§ Exercise
Write out the records below again, changing every "Locate" to "Find" and leaving everything else the same. Leave the pictures out of your answer.

Items from a data source
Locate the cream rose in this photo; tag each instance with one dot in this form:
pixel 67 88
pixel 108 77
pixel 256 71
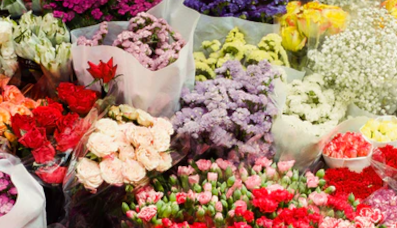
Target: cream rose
pixel 161 139
pixel 139 136
pixel 107 126
pixel 144 118
pixel 148 157
pixel 111 171
pixel 101 144
pixel 133 171
pixel 129 112
pixel 89 174
pixel 126 152
pixel 165 163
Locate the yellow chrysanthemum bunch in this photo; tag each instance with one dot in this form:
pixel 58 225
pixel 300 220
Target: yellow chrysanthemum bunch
pixel 236 48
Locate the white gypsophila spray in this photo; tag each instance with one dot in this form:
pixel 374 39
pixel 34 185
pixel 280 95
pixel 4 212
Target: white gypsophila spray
pixel 360 64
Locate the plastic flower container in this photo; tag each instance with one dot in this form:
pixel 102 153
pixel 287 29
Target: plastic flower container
pixel 376 143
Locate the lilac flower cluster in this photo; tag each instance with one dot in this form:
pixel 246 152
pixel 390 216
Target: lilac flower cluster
pixel 253 10
pixel 232 111
pixel 89 12
pixel 8 194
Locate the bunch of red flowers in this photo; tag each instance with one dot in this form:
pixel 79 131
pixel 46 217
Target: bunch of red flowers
pixel 387 155
pixel 269 202
pixel 360 184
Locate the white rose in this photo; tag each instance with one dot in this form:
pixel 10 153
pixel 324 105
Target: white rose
pixel 139 136
pixel 133 171
pixel 101 144
pixel 144 118
pixel 148 157
pixel 161 139
pixel 107 126
pixel 126 152
pixel 129 112
pixel 111 171
pixel 166 162
pixel 89 174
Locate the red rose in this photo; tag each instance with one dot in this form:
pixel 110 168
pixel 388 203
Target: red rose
pixel 34 138
pixel 21 123
pixel 65 89
pixel 47 116
pixel 44 153
pixel 82 101
pixel 52 175
pixel 147 213
pixel 181 197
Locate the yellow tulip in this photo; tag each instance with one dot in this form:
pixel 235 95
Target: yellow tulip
pixel 292 39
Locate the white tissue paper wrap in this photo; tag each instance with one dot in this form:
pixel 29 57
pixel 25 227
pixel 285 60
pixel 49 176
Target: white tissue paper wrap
pixel 156 92
pixel 29 209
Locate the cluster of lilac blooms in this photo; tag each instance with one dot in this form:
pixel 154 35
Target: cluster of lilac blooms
pixel 151 40
pixel 98 10
pixel 233 112
pixel 8 194
pixel 254 10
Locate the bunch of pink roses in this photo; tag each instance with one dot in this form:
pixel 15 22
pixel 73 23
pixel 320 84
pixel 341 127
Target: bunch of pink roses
pixel 124 147
pixel 151 40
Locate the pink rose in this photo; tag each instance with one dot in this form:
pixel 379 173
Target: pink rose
pixel 253 182
pixel 207 187
pixel 263 162
pixel 218 206
pixel 270 171
pixel 312 181
pixel 111 171
pixel 194 179
pixel 147 213
pixel 204 165
pixel 319 199
pixel 185 170
pixel 204 197
pixel 257 168
pixel 284 166
pixel 212 176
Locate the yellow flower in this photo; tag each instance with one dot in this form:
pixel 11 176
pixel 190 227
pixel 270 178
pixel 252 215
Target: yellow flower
pixel 292 39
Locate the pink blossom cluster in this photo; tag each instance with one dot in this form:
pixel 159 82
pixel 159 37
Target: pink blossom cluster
pixel 8 194
pixel 149 39
pixel 97 38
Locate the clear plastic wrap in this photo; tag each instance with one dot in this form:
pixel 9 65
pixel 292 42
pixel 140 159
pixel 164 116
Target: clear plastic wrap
pixel 156 92
pixel 29 209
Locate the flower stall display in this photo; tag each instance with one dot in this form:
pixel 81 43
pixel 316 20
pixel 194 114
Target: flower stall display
pixel 22 200
pixel 261 11
pixel 218 194
pixel 8 58
pixel 78 14
pixel 232 111
pixel 352 61
pixel 154 71
pixel 235 47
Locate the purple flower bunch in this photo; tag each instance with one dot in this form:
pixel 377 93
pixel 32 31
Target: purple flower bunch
pixel 253 10
pixel 8 194
pixel 80 13
pixel 233 111
pixel 151 40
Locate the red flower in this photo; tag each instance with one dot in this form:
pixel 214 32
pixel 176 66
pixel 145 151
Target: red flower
pixel 103 71
pixel 21 123
pixel 44 153
pixel 47 116
pixel 52 175
pixel 34 138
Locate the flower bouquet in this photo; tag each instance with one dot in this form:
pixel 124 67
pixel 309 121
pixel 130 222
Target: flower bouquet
pixel 231 112
pixel 19 189
pixel 122 150
pixel 137 87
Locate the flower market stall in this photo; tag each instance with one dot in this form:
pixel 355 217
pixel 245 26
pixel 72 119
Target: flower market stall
pixel 198 114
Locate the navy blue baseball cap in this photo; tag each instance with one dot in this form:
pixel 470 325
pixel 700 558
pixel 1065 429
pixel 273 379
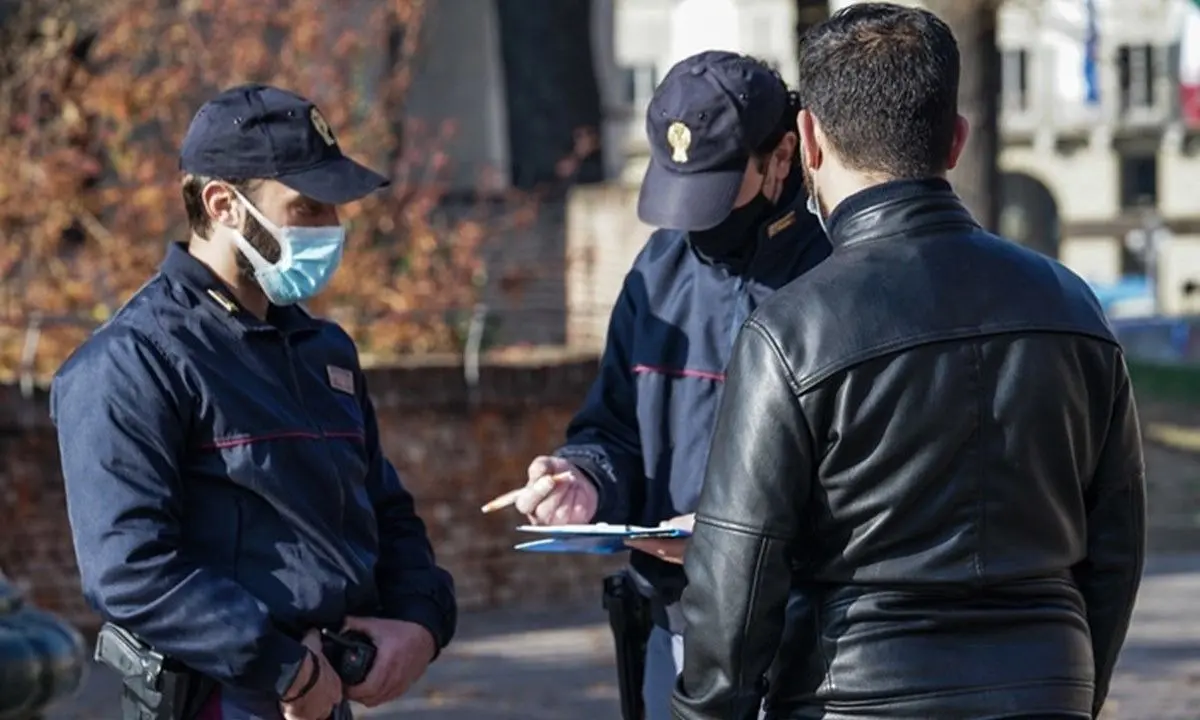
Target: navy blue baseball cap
pixel 706 119
pixel 264 132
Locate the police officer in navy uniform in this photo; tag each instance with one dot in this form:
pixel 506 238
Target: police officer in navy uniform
pixel 723 186
pixel 226 485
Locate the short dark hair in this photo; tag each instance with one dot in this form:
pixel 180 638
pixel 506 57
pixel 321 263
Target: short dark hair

§ Solution
Find the cream rose in this photo; tag each instance with one dot in this form:
pixel 67 88
pixel 108 77
pixel 256 71
Target: cream rose
pixel 161 139
pixel 139 136
pixel 107 126
pixel 144 118
pixel 148 157
pixel 111 171
pixel 101 144
pixel 133 171
pixel 129 112
pixel 89 174
pixel 126 152
pixel 165 163
Find the yellow chrysanthemum bunch in this photo; tag each instance with one dot in this form:
pixel 58 225
pixel 300 220
Target: yellow chrysanthemum bunch
pixel 236 48
Find the white gypsophila spray in this photo; tag each instance with one dot in this form:
pixel 374 39
pixel 34 185
pixel 280 95
pixel 4 212
Target: white gypsophila spray
pixel 360 64
Find the plastic flower container in this photo; tag each instance with one dot in this form:
pixel 102 153
pixel 287 29
Target: plastic flower container
pixel 376 143
Find the lilac flower cluster in this photo; tag each instance with one dot in this form:
pixel 246 152
pixel 390 216
Target: lilac flower cluster
pixel 253 10
pixel 232 111
pixel 89 12
pixel 8 194
Find the bunch of red flowers in this photo; tag each instance with one dot in this form:
pixel 79 131
pixel 46 217
Target: bunch of red flowers
pixel 387 155
pixel 269 202
pixel 360 184
Find the white rose in this photo; tag each instance with one dot in this form:
pixel 10 153
pixel 324 105
Target: white rose
pixel 139 136
pixel 133 171
pixel 101 144
pixel 144 118
pixel 148 157
pixel 161 139
pixel 107 126
pixel 126 152
pixel 129 112
pixel 111 171
pixel 166 162
pixel 89 174
Find the red rose in this photo; tag each instance with one dot in this form:
pixel 110 168
pixel 388 203
Target: red rose
pixel 34 138
pixel 21 123
pixel 65 89
pixel 47 116
pixel 44 153
pixel 82 101
pixel 52 175
pixel 147 213
pixel 181 197
Find the yellow tulip in this photo; tag each instance with one dot in this form:
pixel 235 95
Target: yellow tulip
pixel 292 39
Find the white tissue paper wrap in this photo; tag each instance with one dot in this form:
pixel 29 57
pixel 25 227
pixel 285 60
pixel 49 176
Target: white tissue paper wrap
pixel 156 92
pixel 29 209
Find the cluster of lilac blooms in this photo; tag each instance with one dot in this form:
pixel 154 35
Target: cluster of lilac blooms
pixel 151 40
pixel 98 10
pixel 233 112
pixel 8 194
pixel 254 10
Find the bunch of pink roses in this photo; tag each instance with one dot in this form:
pixel 15 22
pixel 73 23
pixel 320 84
pixel 341 127
Target: bunch of pink roses
pixel 124 147
pixel 151 40
Find the pink rose in this photo; tag each instance with one dot in this form:
pixel 379 173
Target: pink rose
pixel 253 182
pixel 207 187
pixel 263 162
pixel 218 206
pixel 270 171
pixel 312 181
pixel 111 171
pixel 194 179
pixel 147 213
pixel 204 165
pixel 319 199
pixel 185 170
pixel 204 197
pixel 257 168
pixel 284 166
pixel 212 176
Find the yellow flower in this photo; tag each instance with one dot in this form:
pixel 11 176
pixel 190 227
pixel 270 178
pixel 252 215
Target: yellow flower
pixel 292 39
Find the pink blossom cluster in this photo; tag each instance with one dot in this form:
pixel 159 82
pixel 159 37
Target: pink blossom cluster
pixel 8 194
pixel 149 39
pixel 97 38
Find the clear plastic wrap in this photo; tag each instance with one dot in this form:
pixel 9 65
pixel 292 42
pixel 140 159
pixel 164 116
Target: clear plastic wrap
pixel 156 92
pixel 29 209
Find the flower stall display in this photo; tag each instance with one dot in this form:
pixel 81 43
pixel 316 20
pixel 194 114
Target: flower stall display
pixel 22 200
pixel 261 11
pixel 218 194
pixel 8 58
pixel 78 14
pixel 232 111
pixel 352 61
pixel 154 71
pixel 235 47
Find the purple flower bunch in this photo; tag each instance with one dot in this form:
pixel 377 93
pixel 32 31
Target: purple flower bunch
pixel 253 10
pixel 8 194
pixel 80 13
pixel 233 111
pixel 151 40
Find the red flower in this photo; tag each instance with one dot in this form:
pixel 214 32
pixel 176 66
pixel 145 151
Target: red flower
pixel 103 71
pixel 21 123
pixel 44 153
pixel 47 116
pixel 52 175
pixel 34 138
Find the flower bouquet in this photo; tag each instance with one dot in this form:
pixel 124 67
pixel 309 121
pixel 130 222
Target: flower bouquet
pixel 231 112
pixel 19 189
pixel 122 150
pixel 137 87
Find the flower market stall in this photo; tag each instance with one dot in this form:
pixel 355 217
pixel 245 26
pixel 72 119
Target: flower market stall
pixel 198 114
Find the navy blue baseball cap in this photo; tag each instance with one dot in this form:
pixel 470 325
pixel 700 558
pixel 1065 429
pixel 273 379
Target: navy blue baseball cap
pixel 706 119
pixel 264 132
Find the police officer in navy uniform in this photo; tag each instance with one dot in this form:
pixel 506 238
Target: police officer in navy uniform
pixel 723 186
pixel 226 485
Find the short dark hair in this photo; tag each instance with one dot in this form:
pixel 180 638
pixel 506 57
pixel 321 263
Target: short dark hair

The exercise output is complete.